[Data for review]

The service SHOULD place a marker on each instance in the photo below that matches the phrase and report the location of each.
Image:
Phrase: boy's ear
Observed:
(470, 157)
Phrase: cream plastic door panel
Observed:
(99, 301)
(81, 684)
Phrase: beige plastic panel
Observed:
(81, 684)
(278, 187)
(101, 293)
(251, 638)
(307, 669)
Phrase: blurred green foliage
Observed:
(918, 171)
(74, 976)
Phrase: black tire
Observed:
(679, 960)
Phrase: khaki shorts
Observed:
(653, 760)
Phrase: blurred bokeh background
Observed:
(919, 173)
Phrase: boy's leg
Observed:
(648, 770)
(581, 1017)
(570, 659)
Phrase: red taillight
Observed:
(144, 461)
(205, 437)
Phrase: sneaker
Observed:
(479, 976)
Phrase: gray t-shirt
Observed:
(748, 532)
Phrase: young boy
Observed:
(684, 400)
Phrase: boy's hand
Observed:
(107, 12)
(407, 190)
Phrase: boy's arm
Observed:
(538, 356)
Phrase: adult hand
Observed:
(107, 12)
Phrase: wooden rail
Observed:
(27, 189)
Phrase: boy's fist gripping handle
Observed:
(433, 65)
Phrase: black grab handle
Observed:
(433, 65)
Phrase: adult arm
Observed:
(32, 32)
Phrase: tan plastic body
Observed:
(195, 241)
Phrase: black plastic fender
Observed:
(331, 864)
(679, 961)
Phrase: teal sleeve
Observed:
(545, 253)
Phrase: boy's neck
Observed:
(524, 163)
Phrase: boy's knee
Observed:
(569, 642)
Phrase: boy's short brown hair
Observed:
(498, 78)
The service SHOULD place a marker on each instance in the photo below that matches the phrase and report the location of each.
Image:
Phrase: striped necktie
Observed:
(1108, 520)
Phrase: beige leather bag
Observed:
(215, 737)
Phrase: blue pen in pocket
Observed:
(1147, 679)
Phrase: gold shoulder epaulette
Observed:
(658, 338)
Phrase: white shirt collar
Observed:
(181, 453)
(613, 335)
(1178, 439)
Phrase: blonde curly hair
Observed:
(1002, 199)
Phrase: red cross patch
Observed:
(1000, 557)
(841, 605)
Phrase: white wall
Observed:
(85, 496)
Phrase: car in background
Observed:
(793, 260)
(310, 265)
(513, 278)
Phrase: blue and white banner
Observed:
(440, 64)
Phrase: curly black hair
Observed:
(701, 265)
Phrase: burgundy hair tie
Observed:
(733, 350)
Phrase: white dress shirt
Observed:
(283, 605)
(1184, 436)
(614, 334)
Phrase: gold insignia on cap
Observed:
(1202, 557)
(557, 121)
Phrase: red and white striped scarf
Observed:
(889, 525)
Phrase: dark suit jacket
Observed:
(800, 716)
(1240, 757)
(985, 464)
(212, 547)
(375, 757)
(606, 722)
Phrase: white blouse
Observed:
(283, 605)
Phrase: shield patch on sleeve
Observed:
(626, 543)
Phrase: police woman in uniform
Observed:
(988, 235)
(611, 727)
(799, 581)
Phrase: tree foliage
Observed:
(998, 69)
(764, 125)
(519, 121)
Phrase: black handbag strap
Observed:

[/Data for review]

— What the task requires —
Transcribe the records above from the line holding "Phrase: beige plastic panel" down to the line holding "Phrase: black grab handle", inclusive, without adding anything.

— Your solution —
Phrase: beige plastic panel
Observed:
(81, 684)
(278, 187)
(101, 293)
(251, 638)
(307, 669)
Phrase: blurred green foliage
Observed:
(918, 171)
(74, 976)
Phrase: black tire
Observed:
(679, 960)
Phrase: khaki shorts
Observed:
(653, 760)
Phrase: blurred bokeh background
Observed:
(919, 173)
Phrase: boy's leg
Observed:
(648, 770)
(581, 1017)
(570, 659)
Phrase: red taillight
Observed:
(144, 461)
(205, 437)
Phrase: sneaker
Observed:
(479, 976)
Phrase: gray t-shirt
Observed:
(748, 532)
Phrase: young boy
Observed:
(684, 400)
Phrase: boy's hand
Observed:
(107, 12)
(407, 190)
Phrase: boy's arm
Observed:
(538, 356)
Phrase: adult hand
Observed:
(107, 12)
Phrase: wooden rail
Observed:
(27, 189)
Phrase: boy's fist gripping handle
Observed:
(433, 65)
Phrase: black grab handle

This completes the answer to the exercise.